Excerpt to read

The SHA is computed in the first line, from raw_bytes in memory. The storage key is derived from the SHA. The SHA goes into acquisitions.raw_sha256. The storage URI goes into acquisitions.raw_storage_uri. These three things — hash, key, URI — are computed atomically from the same bytes, before anything is written to the database. The result: every acquisition row is self-authenticating. Given the raw_storage_uri, you can fetch the bytes; given the bytes, you can recompute the SHA; if the recomputed SHA matches raw_sha256, you have verified that the stored content is the same content that was ingested. This is the verification chain that FRE 901(b)(9) is looking for.

Implementing the idempotency check

Here is the pattern a worker uses to implement the check:

# >>> ch15 start
import hashlib

def hash_file(path: str) -> str:
    """Return sha256:<hex> from a file path."""
    h = hashlib.sha256()
    with open(path, "rb") as f:
        for block in iter(lambda: f.read(65536), b""):
            h.update(block)
    return f"sha256:{h.hexdigest()}"

def check_or_insert_acquisition(
    path: str, source_id: str, method: str, legal_basis: str, db
) -> tuple[str, bool]:
    """Return (acquisition_id, created_now).
    If the raw_sha256 already exists for this source_id, skip and return existing."""
    raw = open(path, "rb").read()
    sha = hashlib.sha256(raw).hexdigest()

What you are asked to do
In the excerpt on acquisition hashing, which field receives the storage URI? The lines that follow come from a separate source.

Record set
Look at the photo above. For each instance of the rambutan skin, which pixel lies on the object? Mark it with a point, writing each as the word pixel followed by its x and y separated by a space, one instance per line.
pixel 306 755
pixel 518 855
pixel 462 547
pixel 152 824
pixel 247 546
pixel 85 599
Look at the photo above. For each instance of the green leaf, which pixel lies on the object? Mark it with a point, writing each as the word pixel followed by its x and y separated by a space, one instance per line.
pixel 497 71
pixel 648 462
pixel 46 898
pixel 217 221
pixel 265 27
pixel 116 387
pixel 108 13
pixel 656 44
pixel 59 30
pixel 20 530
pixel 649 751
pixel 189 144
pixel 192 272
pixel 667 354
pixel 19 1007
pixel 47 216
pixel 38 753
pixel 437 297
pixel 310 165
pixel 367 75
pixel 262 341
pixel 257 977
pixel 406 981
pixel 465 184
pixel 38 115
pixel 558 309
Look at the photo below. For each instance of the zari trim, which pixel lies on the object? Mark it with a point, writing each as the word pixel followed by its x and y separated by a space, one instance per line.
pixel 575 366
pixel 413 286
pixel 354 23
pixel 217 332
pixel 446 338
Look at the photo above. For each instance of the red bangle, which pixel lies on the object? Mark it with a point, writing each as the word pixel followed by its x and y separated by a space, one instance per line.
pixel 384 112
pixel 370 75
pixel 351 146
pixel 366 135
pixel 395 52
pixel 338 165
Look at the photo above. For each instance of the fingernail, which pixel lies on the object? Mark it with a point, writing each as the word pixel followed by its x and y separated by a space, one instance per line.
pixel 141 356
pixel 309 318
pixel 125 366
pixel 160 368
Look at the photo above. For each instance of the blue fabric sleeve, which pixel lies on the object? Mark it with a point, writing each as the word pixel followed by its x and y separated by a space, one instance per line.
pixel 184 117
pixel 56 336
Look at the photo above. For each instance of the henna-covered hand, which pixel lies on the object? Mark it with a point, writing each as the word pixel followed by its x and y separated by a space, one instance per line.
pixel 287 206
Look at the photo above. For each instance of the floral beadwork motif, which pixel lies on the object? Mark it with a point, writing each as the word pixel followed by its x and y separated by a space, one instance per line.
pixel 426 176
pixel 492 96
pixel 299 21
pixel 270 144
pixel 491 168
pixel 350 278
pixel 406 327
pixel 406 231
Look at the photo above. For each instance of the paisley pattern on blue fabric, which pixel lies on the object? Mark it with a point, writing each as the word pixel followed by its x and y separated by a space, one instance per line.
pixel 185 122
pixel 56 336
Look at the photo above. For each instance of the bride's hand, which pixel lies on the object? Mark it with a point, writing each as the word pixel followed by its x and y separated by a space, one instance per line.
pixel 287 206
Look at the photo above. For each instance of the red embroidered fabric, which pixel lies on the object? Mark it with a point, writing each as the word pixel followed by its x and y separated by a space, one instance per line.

Response to the task
acquisitions.raw_storage_uri